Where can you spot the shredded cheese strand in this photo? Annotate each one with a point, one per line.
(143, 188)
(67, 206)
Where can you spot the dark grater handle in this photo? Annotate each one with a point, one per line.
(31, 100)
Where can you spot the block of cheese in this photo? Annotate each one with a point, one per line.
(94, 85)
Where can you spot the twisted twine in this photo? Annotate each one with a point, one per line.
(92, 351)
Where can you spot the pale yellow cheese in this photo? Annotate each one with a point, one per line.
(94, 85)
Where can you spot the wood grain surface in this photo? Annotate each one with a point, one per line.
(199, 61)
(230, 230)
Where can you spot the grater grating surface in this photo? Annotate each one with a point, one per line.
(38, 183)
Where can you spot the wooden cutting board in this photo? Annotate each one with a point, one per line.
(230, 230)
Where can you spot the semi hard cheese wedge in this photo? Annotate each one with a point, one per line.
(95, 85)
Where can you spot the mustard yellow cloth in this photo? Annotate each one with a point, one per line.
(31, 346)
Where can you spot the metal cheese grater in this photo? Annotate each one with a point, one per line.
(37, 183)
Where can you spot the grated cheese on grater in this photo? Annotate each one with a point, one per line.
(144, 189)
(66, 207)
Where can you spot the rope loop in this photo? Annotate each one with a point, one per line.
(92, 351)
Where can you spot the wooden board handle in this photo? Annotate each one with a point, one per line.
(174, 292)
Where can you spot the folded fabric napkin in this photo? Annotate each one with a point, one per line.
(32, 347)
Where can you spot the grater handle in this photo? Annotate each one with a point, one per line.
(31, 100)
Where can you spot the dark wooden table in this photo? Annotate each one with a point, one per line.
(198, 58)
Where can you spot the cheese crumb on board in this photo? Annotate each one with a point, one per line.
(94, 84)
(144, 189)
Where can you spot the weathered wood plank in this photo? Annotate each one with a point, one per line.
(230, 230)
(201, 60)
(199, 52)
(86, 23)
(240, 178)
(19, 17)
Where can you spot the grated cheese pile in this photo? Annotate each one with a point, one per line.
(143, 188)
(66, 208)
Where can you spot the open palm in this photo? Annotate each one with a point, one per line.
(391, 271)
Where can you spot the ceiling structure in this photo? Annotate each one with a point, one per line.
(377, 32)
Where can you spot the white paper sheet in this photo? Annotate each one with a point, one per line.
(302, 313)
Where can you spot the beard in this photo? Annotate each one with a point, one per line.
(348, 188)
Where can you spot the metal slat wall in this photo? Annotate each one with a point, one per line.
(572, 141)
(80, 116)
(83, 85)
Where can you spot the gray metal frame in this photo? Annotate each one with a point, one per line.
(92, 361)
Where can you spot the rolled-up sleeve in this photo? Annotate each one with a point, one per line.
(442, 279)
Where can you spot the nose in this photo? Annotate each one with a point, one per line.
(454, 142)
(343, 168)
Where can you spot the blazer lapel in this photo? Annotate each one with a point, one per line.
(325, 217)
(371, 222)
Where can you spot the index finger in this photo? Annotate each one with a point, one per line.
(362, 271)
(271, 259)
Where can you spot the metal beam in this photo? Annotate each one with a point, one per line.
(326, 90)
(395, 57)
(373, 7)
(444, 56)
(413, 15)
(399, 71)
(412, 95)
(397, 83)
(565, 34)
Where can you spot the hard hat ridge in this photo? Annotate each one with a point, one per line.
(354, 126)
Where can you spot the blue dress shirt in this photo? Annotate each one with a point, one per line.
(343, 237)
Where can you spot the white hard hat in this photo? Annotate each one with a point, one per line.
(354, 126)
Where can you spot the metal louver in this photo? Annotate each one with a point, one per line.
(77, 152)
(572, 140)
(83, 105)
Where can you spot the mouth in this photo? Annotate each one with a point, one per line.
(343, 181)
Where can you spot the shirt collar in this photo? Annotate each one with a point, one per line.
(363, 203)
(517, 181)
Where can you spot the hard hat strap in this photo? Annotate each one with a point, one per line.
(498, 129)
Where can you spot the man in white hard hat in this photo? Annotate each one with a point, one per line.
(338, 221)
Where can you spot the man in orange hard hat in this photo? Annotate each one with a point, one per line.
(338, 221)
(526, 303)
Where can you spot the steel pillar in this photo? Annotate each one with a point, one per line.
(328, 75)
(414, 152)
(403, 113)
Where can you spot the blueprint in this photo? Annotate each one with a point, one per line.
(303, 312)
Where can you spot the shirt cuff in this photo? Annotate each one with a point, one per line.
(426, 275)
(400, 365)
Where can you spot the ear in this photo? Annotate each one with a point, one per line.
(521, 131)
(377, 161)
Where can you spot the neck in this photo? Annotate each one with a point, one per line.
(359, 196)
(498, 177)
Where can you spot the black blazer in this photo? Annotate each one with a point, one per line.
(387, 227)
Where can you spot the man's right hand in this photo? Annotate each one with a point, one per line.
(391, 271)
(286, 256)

Work instruction:
Reproduce every record, making sure each one stays exactly the same.

Your solution:
Where can you spot the shredded cheese strand in this photo? Annotate each one with a point, one per line.
(143, 188)
(67, 206)
Where can you spot the dark grater handle in this photo? Annotate each one with a point, one per line.
(31, 100)
Where can you spot the block of cheese in this photo? Annotate each one with a point, one per line.
(94, 85)
Where can you spot the twisted twine in this photo? Annotate each one with a point, one per line.
(92, 351)
Where can you spot the pale yellow cheese in this photo? Annotate each one with a point, one per line.
(94, 85)
Where can you spot the wood grain surface in this photo? Annotate each one with a point, one per line.
(199, 61)
(230, 230)
Where can you spot the grater grating surface in this photo? Annotate each one with a point, one per line.
(38, 183)
Where can you spot the wooden cutting board in this photo? Annotate each one with a point, one per line.
(230, 230)
Where can you spot the semi hard cheese wedge in this photo? Annotate each one with a point, one per line.
(95, 85)
Where can you spot the mustard yellow cloth in this photo? Annotate each one with a point, one per line.
(31, 346)
Where can you spot the metal cheese grater in this photo? Annotate each one with a point, one per line.
(37, 183)
Where can you spot the grated cheese on grater in this photo? Annotate each one with a point, one per line.
(144, 189)
(66, 207)
Where can you spot the rope loop in this photo? Annotate each one with a point, one per line.
(92, 351)
Where can you spot the wooden board handle in this photo? Annotate each one with a point, one per line.
(174, 292)
Where can you spot the folded fabric napkin in this photo? Annotate each one with a point, one per line.
(32, 347)
Where can you spot the grater handle in this photo? Annotate each one with a point, one per line.
(31, 100)
Where can you spot the dark wooden table in this photo? Annotate each one with a point, one per line.
(198, 58)
Where can you spot the cheese crumb on board in this photo? Annotate each one with a point, one per line.
(94, 84)
(144, 189)
Where can you spot the weathered wood plank in this photo? Annotate each one with a point, one per line.
(230, 230)
(201, 60)
(199, 52)
(86, 23)
(240, 178)
(19, 17)
Where can you spot the grated cheese pile in this photo? Annotate each one with a point, one per line.
(143, 188)
(66, 208)
Where can you spot the open palm in this photo? Annotate each one with a point, one per line.
(391, 271)
Where can you spot the ceiling structure in this photo? Annotate each one with a point, one per line.
(377, 32)
Where can you spot the white paper sheet in this photo? Annotate each one with a point, one per line.
(302, 313)
Where can you spot the beard in this photo? Annotate each one with a point, one per line.
(348, 188)
Where can you spot the metal slat wall in this photo? Annotate each one with a point, one per line.
(572, 141)
(80, 116)
(83, 85)
Where can you spot the gray metal frame in this photo? Annotate each one with a point, one per line.
(92, 361)
Where can you spot the rolled-up sleeve in this photo? Annotate each one with a point, one per line.
(442, 279)
Where can you spot the nose in this photo? Annotate each one with a point, one per line.
(454, 142)
(343, 168)
Where can you spot the blazer lapel in this photo? Annotate each one with a point, one per line.
(325, 217)
(371, 222)
Where can you spot the index finger in this photo? Annotate each one with a point, one per line.
(362, 271)
(271, 259)
Where can you spot the metal beam in this photo? Annotate each one with a point, one per line.
(326, 90)
(395, 57)
(373, 7)
(444, 56)
(413, 15)
(399, 71)
(412, 95)
(397, 83)
(565, 34)
Where can you spot the hard hat ridge in this photo? Annotate each one with a point, one per line.
(354, 126)
Where can you spot the blue dress shirt in this photo? Annotate each one with a point, one per line.
(343, 237)
Where can you spot the white hard hat in this photo? Annotate each one with a point, one per line.
(354, 126)
Where can you spot the metal louver in this photo? Annotate each one with a point, one per line.
(77, 152)
(572, 140)
(83, 105)
Where can you spot the mouth in this photo? Annotate each one with a point, one per line.
(343, 181)
Where can you spot the shirt collar in this photo? Annotate each one with a point, one per line.
(363, 203)
(517, 181)
Where can you spot the hard hat strap in this photo? Annotate each one with a point, one per line.
(498, 129)
Where can you spot the man in white hard hat in this photo? Annotate each one with a point, one per line.
(338, 221)
Where can you spot the man in orange hard hat in this photo? Annotate each one with a point, one per line.
(338, 221)
(526, 303)
Where can you spot the steel pillar in this photo? Annotate each one with a point, one per line.
(328, 75)
(414, 152)
(403, 113)
Where can you spot the blueprint in this photo? Annotate each one with a point, one per line.
(303, 312)
Where can you spot the shirt cuff in this photo? Annotate each one with a point, one per line.
(426, 275)
(400, 365)
Where can you spot the ear in this photo? Annotate each one with a point, one per line.
(521, 131)
(377, 161)
Where can you spot the neck in this photo? Annotate each one with a point, one per line.
(359, 196)
(498, 177)
Where can you spot the black blazer in this photo? Annotate each one with a point, one per line.
(387, 227)
Where can you spot the man's right hand in this photo? Annotate each one with a point, one per line.
(391, 271)
(286, 256)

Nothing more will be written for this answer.